Task instructions → Your task is to copy every record exactly.

******************************

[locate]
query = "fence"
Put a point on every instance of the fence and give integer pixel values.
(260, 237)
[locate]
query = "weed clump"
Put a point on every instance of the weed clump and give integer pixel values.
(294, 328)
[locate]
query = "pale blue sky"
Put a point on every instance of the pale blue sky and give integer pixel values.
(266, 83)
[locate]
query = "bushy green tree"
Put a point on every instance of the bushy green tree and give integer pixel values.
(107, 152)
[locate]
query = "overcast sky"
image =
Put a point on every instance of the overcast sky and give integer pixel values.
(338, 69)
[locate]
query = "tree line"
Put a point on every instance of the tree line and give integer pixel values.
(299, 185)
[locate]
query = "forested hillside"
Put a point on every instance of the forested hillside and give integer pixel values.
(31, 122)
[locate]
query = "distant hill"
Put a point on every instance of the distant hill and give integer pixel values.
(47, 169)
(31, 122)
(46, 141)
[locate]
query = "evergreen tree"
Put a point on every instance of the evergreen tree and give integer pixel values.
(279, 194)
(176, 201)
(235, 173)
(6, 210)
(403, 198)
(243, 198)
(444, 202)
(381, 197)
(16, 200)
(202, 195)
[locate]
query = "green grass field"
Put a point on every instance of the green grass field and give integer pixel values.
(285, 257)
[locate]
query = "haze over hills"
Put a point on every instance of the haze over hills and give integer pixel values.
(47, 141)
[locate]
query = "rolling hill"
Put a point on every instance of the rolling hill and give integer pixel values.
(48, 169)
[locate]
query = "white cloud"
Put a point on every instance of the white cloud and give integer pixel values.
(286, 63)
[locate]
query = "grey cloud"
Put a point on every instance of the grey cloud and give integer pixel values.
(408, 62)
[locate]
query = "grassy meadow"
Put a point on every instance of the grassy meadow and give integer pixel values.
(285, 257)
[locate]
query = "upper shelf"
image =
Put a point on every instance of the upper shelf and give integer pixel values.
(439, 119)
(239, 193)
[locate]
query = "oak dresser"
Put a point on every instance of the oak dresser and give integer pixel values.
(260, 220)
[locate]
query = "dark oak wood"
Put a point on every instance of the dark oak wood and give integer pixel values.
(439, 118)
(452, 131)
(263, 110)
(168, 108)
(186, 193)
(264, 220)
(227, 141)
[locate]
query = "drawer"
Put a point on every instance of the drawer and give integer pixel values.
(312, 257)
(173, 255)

******************************

Written answer →
[locate]
query = "fence"
Put a point on every instance of the fence and give integer pixel values.
(260, 237)
[locate]
query = "weed clump"
Put a point on every instance of the weed clump and give integer pixel values.
(294, 328)
[locate]
query = "pale blue sky"
Put a point on every instance of the pale blue sky and give integer pixel values.
(266, 83)
[locate]
query = "bushy green tree"
Put a point on every instance of the bushy green tree and give integer pixel values.
(107, 152)
[locate]
query = "overcast sky"
image =
Put a point on every instance of the overcast sky and give integer pixel values.
(338, 69)
[locate]
query = "tree line"
Put a point on every instance of the tree line and give integer pixel values.
(299, 185)
[locate]
query = "forested hillside"
Put a point on every instance of the forested hillside and give integer pixel values.
(31, 122)
[locate]
query = "distant hill"
Put a point on every instance of the distant hill and give integer pixel values.
(47, 169)
(31, 122)
(46, 141)
[locate]
query = "evergreen tree"
Put a point on every instance of the evergreen tree and give integer pixel values.
(279, 194)
(176, 201)
(235, 173)
(6, 210)
(403, 198)
(243, 198)
(444, 202)
(381, 197)
(16, 200)
(202, 195)
[locate]
query = "green grass field"
Put a point on every instance of the green grass field and give integer pixel values.
(285, 257)
[locate]
query = "haze over hills"
Put a point on every instance of the haze over hills and give integer pixel values.
(47, 141)
[locate]
query = "rolling hill"
Put a point on every instance of the rolling hill and give integer pixel values.
(48, 169)
[locate]
query = "white cloud"
Put a point on every instance of the white cloud and give integer pixel values.
(286, 63)
[locate]
query = "grey cloud"
Put a point on every instance of the grey cloud and give integer pixel values.
(408, 62)
[locate]
query = "grassy meadow"
Put a point on every instance of the grassy meadow and give integer pixel values.
(285, 257)
[locate]
query = "upper shelf"
image =
Put a point on every instance of the upper shelf and give integer pixel values.
(439, 119)
(239, 193)
[locate]
query = "oak dresser"
Put a point on every instance of the oak dresser and give integer pixel values.
(260, 220)
[locate]
query = "dark oak wood"
Put a point on every instance of the dark oak wood and give integer pixel values.
(439, 118)
(452, 131)
(263, 110)
(168, 108)
(186, 193)
(264, 220)
(227, 141)
[locate]
query = "drawer"
Put a point on every instance of the drawer and give integer pixel values.
(312, 257)
(173, 255)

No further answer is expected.